* Actions to take
1. Copy the cloud computing article word for word, beginning at the words "The bad news" and stopping after "be taken seriously.".
2. Pick up the article on Cisco and its Webex rivals where it stops, and keep writing it.

* Source document
-- begin --

- Adam Mansfield
- Reading Time: 4 minutes
It is hard to stay on top of the latest news, events and rumblings tied to cloud computing and the cloud vendors responsible for it. For many of us, our memories are not what they use to be, making it even harder to keep up. Here are a few conversational topics that have come up recently, along with my thoughts, perspectives and observations:
Cisco Doing What It Can to Better Compete
Can Cisco and their planned upgrades to Webex win the battle to be the enterprise collaboration tool of choice and keep hold of their lead in the market? That is a question they themselves are trying to figure out. If done correctly with attention in the right areas (like innovation), there is certainly a chance, given Cisco already has a foot in the door at many enterprises. They currently host more than 360 million meetings each year and 95% of the Fortune 500 are using Webex.
The bad news for Cisco, as they try to become less of a hardware company and more of a software company, is there are many strong rivals in this space. They are up against heavyweight Microsoft who also already has a foot in the door at enterprises with their Teams solution that is being aggressively pushed. Then there is Slack, which already has a strong base of customers and will have even more funds available to them to grab more market share after their upcoming IPO. There is even Facebook (as covered before,) and their Facebook Workplace offering that is grabbing enterprise customers and certainly needs to also be taken seriously.
Amy Chang, former global head of product at Google Analytics, is now senior vice president of Cisco’s collaboration technology group and responsible for getting Webex to where it needs to be to better compete and keep competitors out. Ms. Chang started leading Cisco’s collaboration business back in May of 2018, when Cisco acquired her relationship-intelligence company, Accompany, for $270M.
Cisco, under Ms. Chang’s leadership and through the acquisition of Accompany, has decided to focus its efforts on enhancing and upgrading Webex to better compete — always a good approach and in some ways a refreshing one. Simply dumping more dollars into sales and marketing seems, unfortunately, to be too often the approach in the industry.

-- end --

* Data excerpts
-- begin --

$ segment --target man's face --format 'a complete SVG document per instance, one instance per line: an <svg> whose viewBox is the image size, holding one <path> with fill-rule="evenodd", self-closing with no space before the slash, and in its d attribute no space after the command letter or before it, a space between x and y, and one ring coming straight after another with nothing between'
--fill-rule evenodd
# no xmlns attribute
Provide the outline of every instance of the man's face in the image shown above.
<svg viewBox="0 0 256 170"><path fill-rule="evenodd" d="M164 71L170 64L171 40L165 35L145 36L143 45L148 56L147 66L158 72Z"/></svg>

-- end --

* Answers to the exercise
1.
The bad news for Cisco, as they try to become less of a hardware company and more of a software company, is there are many strong rivals in this space. They are up against heavyweight Microsoft who also already has a foot in the door at enterprises with their Teams solution that is being aggressively pushed. Then there is Slack, which already has a strong base of customers and will have even more funds available to them to grab more market share after their upcoming IPO. There is even Facebook (as covered before,) and their Facebook Workplace offering that is grabbing enterprise customers and certainly needs to also be taken seriously.

2.
Cisco has decided to enhance Webex with new artificial intelligence-powered services. Specifically, they have been working on integrating/merging facial-recognition technology with auto-generated personal profiles in order to allow users to identify meeting participants.
I am not yet sure, though, the addition of facial-recognition technology or new artificial intelligence-powered services are going to be as impactful out of the gates as hoped. To me, and based on conversations I have with Cisco enterprise customers daily, they need to get Webex to do what users are already hoping for before adding even more bells and whistles (as good and innovative as they may sound). We shall see. One thing is certain, the enterprise collaboration battleground is going to be worth keeping an eye on and if you are an enterprise making investments, it is critical you navigate appropriately.
Zoom – What a Great Story
The story of Zoom is a great one. Without even touching upon founder and CEO, Eric Yaun — specifically his story, and the vast amount of praise that could be shared — the simple fact that Zoom has been able to succeed in the crowded video conferencing market, while being up against some of the biggest technology vendors in the world like Microsoft, Google and Cisco, is impressive and noteworthy. Mr. Yaun actually once ran engineering for Cisco’s Webex video-conferencing business.
Zoom has also been able to amass 50,000 corporate customers (including Walmart, Uber and Capital One), it currently has $331M in annual revenue with growth of 118% year-over-year, and it was actually able to IPO debut with a profit.
Now that they have gone public and have raised substantial funding, it will be interesting to see where things go from here. If Mr. Yaun and Zoom want to expand their portfolio beyond video conferencing, which the assumption is they do since they went public, and if they want to further ramp adoption and get more sticky within the corporate customers they have already landed, they will need to continue to do what they have done to get this far, but they are also going to need to rely on partners like Atlassian, LinkedIn and Slack.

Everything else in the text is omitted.